Segment Open

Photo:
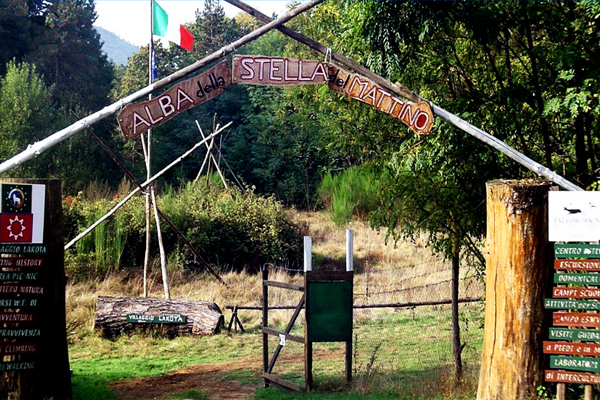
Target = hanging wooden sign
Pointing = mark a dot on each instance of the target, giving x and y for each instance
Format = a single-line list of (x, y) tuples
[(137, 118), (583, 335), (584, 320), (418, 117), (572, 377), (277, 71), (573, 349)]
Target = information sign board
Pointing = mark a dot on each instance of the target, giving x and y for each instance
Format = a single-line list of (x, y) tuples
[(157, 319), (567, 304), (577, 265), (586, 364), (573, 216), (573, 349), (586, 320), (577, 279), (576, 293), (576, 250), (583, 335), (572, 377)]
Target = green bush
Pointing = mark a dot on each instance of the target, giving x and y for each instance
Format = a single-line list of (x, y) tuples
[(354, 192), (232, 230)]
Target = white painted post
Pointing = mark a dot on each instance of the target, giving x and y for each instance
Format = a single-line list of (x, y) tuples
[(349, 250), (307, 253)]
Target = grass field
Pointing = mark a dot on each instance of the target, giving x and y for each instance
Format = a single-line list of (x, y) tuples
[(398, 352)]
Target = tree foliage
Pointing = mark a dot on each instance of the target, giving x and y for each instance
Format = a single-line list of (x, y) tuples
[(29, 114), (56, 42)]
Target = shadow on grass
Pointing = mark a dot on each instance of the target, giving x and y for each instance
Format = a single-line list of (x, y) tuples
[(430, 384)]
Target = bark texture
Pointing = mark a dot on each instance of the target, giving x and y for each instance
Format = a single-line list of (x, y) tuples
[(518, 272), (202, 317)]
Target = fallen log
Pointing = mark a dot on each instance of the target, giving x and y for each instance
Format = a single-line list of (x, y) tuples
[(124, 315)]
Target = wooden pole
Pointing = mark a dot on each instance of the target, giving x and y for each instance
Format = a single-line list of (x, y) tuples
[(518, 274), (265, 321), (134, 191), (161, 247), (455, 281)]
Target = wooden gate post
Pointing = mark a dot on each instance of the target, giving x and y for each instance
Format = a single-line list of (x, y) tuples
[(35, 361), (518, 273)]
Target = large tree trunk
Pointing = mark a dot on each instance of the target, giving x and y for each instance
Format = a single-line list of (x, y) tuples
[(518, 272), (116, 315)]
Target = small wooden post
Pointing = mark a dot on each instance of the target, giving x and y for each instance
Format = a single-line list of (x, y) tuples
[(589, 392), (265, 277), (308, 378), (349, 268), (518, 272)]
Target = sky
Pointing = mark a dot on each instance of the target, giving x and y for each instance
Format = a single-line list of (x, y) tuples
[(130, 19)]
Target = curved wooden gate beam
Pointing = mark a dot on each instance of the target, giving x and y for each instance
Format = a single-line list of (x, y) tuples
[(43, 145), (410, 95)]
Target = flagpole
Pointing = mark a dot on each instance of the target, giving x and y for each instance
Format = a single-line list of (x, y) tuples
[(146, 145), (151, 196)]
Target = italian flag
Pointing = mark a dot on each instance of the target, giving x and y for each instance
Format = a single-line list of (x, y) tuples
[(163, 26)]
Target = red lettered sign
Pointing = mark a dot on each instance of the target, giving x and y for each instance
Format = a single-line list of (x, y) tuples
[(575, 293), (572, 349), (576, 319), (572, 377)]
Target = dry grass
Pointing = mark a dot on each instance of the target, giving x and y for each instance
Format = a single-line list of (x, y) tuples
[(394, 348), (385, 273)]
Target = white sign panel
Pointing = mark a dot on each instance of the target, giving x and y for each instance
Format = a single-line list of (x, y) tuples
[(22, 213), (574, 216)]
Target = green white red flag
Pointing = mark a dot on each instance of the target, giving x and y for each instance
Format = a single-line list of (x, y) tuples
[(166, 27)]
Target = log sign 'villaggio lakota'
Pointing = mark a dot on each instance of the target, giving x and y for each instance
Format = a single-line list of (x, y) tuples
[(135, 119)]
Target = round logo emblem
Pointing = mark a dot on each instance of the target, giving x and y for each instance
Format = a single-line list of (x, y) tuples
[(16, 198)]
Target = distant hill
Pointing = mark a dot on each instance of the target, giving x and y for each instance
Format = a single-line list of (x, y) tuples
[(116, 48)]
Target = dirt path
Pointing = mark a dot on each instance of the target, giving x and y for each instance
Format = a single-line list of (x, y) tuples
[(205, 378), (217, 381)]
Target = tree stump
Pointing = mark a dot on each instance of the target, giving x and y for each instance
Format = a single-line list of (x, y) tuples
[(117, 315), (518, 273)]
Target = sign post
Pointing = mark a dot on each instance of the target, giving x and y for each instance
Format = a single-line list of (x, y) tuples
[(33, 342), (574, 217)]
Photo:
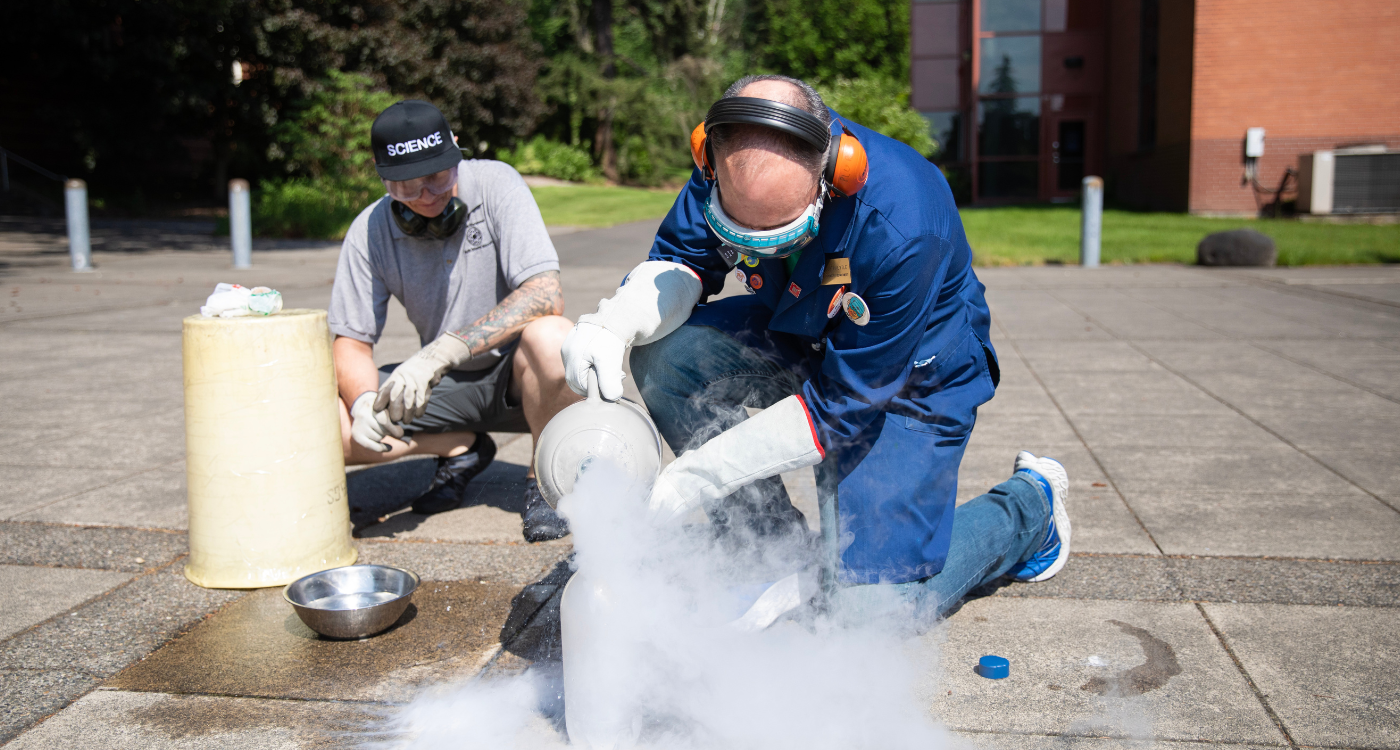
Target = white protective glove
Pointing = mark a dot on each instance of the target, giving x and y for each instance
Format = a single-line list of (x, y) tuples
[(654, 300), (405, 395), (777, 440), (368, 427)]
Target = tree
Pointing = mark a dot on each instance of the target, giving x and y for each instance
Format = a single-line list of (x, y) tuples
[(139, 98), (829, 39)]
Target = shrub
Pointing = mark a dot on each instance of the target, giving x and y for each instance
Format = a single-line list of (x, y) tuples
[(541, 156), (305, 207), (882, 105)]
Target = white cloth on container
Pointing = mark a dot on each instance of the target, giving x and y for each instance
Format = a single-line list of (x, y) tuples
[(237, 301)]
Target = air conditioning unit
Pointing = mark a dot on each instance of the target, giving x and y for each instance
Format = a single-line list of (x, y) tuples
[(1350, 181)]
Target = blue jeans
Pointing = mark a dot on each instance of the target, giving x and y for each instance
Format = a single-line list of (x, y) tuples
[(696, 382)]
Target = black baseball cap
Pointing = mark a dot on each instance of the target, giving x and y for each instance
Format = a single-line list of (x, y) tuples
[(410, 140)]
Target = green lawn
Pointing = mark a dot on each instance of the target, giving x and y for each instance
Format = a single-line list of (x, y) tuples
[(1038, 234), (599, 204), (1024, 235)]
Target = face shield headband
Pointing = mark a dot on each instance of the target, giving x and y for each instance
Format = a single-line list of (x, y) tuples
[(779, 242)]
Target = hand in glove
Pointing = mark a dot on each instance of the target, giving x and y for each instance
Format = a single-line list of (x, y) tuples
[(592, 346), (780, 438), (368, 427), (405, 395), (654, 300)]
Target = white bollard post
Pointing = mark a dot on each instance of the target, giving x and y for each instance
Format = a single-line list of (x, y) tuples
[(1091, 221), (74, 206), (240, 223)]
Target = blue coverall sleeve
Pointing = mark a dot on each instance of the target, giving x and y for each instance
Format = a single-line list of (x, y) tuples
[(865, 367), (685, 237)]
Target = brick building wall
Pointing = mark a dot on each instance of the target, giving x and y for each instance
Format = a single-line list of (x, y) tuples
[(1313, 74)]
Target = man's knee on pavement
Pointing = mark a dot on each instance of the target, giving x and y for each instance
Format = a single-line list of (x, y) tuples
[(545, 336), (650, 363)]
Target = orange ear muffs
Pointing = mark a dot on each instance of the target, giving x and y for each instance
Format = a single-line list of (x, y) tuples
[(697, 151), (846, 165)]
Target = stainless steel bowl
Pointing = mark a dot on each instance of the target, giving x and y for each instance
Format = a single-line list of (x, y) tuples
[(352, 602)]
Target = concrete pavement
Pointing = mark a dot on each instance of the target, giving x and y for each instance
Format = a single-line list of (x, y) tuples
[(1231, 438)]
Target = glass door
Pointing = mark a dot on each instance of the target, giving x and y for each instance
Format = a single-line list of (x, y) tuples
[(1008, 151)]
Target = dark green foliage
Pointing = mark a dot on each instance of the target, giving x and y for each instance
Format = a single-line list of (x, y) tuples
[(311, 207), (882, 105), (328, 136), (136, 95), (541, 156), (832, 39), (132, 94)]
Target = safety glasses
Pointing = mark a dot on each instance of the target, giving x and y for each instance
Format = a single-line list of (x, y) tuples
[(410, 189), (779, 242)]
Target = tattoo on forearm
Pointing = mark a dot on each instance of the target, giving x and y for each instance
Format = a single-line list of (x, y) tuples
[(539, 295)]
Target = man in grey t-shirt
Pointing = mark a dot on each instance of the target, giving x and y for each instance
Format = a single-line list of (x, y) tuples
[(462, 245)]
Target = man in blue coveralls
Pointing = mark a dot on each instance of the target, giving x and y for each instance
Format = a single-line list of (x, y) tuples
[(864, 340)]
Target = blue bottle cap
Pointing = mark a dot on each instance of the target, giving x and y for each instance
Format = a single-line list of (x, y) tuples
[(993, 668)]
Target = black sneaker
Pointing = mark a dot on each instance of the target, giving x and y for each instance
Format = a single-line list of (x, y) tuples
[(448, 487), (539, 521)]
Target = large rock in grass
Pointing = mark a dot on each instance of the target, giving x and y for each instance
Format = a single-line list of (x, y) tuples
[(1236, 248)]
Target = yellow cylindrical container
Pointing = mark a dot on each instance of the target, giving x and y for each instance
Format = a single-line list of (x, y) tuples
[(262, 444)]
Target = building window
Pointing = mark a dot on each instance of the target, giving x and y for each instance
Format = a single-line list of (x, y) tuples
[(1011, 16), (1010, 65), (1008, 128), (945, 128)]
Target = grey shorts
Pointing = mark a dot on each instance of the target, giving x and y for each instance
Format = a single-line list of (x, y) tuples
[(471, 400)]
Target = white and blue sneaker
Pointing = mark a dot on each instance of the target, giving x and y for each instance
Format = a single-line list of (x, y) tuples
[(1054, 552)]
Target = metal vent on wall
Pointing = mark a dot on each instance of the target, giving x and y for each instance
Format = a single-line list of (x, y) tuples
[(1365, 184), (1350, 181)]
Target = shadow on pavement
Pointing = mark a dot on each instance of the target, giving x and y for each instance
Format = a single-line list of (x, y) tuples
[(380, 493)]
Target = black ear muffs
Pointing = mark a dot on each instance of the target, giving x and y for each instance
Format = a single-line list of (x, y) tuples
[(438, 227), (846, 170)]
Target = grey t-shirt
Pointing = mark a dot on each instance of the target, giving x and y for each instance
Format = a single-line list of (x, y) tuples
[(445, 284)]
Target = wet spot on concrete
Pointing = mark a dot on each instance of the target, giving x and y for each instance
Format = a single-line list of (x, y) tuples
[(1161, 666), (258, 648), (184, 717)]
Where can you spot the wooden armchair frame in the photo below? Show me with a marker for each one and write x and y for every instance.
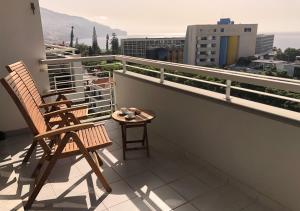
(64, 142)
(61, 100)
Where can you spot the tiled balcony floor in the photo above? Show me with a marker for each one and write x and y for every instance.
(168, 180)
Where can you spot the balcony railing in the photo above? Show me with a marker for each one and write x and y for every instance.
(94, 85)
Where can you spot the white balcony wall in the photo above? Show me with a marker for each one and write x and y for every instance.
(257, 149)
(21, 38)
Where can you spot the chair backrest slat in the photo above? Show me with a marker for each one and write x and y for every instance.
(21, 69)
(25, 102)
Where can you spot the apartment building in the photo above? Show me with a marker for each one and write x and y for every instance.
(264, 44)
(219, 44)
(167, 49)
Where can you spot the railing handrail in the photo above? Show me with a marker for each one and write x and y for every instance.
(248, 78)
(77, 59)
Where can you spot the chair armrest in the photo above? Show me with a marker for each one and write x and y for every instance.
(72, 128)
(62, 102)
(62, 92)
(63, 111)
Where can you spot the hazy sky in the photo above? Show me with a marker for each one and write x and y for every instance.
(172, 16)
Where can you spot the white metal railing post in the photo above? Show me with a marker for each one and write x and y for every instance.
(228, 89)
(111, 93)
(162, 75)
(124, 66)
(55, 85)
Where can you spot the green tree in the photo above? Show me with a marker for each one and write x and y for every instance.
(115, 44)
(107, 43)
(83, 49)
(95, 47)
(72, 37)
(288, 55)
(245, 61)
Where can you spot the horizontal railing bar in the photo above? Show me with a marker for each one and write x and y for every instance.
(141, 68)
(75, 93)
(196, 79)
(108, 105)
(237, 88)
(82, 98)
(96, 119)
(82, 66)
(100, 89)
(64, 76)
(267, 94)
(100, 112)
(66, 82)
(77, 59)
(119, 57)
(293, 86)
(99, 101)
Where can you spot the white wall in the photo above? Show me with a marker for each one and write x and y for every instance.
(260, 151)
(21, 38)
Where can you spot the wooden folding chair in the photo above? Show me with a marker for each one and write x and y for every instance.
(60, 102)
(64, 142)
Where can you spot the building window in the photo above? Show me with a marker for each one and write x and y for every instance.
(247, 29)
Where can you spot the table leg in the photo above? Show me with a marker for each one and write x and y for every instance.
(123, 127)
(146, 139)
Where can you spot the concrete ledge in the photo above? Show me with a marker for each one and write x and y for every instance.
(268, 111)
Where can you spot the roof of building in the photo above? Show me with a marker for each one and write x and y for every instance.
(268, 61)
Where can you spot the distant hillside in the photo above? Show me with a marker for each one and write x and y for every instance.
(57, 27)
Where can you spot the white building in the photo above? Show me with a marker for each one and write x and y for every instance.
(138, 47)
(219, 44)
(264, 44)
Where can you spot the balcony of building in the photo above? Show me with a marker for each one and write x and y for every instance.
(211, 147)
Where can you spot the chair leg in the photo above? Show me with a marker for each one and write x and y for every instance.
(92, 163)
(97, 172)
(146, 139)
(124, 137)
(41, 182)
(97, 158)
(29, 152)
(46, 172)
(38, 166)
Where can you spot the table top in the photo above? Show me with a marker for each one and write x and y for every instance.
(142, 117)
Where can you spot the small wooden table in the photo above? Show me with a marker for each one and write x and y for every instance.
(140, 120)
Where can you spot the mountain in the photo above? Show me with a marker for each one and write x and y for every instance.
(57, 27)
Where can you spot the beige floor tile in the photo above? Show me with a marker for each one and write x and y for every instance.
(256, 207)
(189, 187)
(163, 198)
(144, 182)
(211, 178)
(186, 207)
(226, 199)
(121, 192)
(168, 173)
(135, 204)
(129, 168)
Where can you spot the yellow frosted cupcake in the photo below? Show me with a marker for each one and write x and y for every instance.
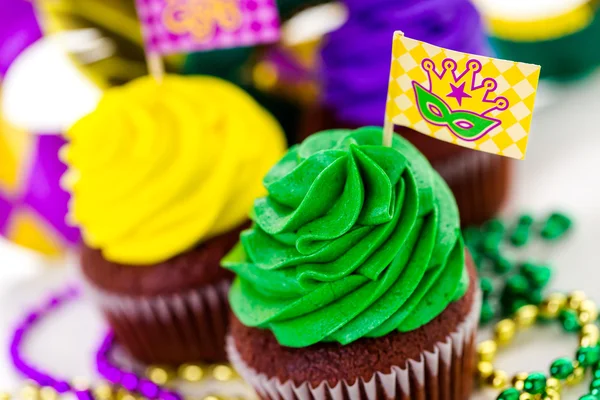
(163, 177)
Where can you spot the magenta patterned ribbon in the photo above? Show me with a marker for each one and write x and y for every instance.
(179, 26)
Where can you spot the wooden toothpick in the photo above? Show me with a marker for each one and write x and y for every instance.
(156, 66)
(388, 132)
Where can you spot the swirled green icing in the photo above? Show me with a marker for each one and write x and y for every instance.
(353, 240)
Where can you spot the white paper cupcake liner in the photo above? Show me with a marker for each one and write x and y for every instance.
(444, 373)
(169, 329)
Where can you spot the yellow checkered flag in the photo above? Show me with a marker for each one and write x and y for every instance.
(472, 101)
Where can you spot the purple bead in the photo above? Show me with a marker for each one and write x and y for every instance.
(54, 302)
(31, 318)
(129, 381)
(148, 388)
(62, 387)
(85, 395)
(113, 374)
(167, 395)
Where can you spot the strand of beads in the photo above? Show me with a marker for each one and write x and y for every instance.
(488, 245)
(157, 376)
(121, 384)
(47, 387)
(576, 314)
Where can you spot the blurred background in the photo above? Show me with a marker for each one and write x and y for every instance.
(57, 57)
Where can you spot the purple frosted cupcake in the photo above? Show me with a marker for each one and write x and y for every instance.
(355, 71)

Segment Closed

*PROBLEM DETAILS*
Only lines with the word "black" belong in the answer; copy each of them from the material above.

*SOLUTION*
Target = black baseball cap
Target = black sneaker
Target = black ear muffs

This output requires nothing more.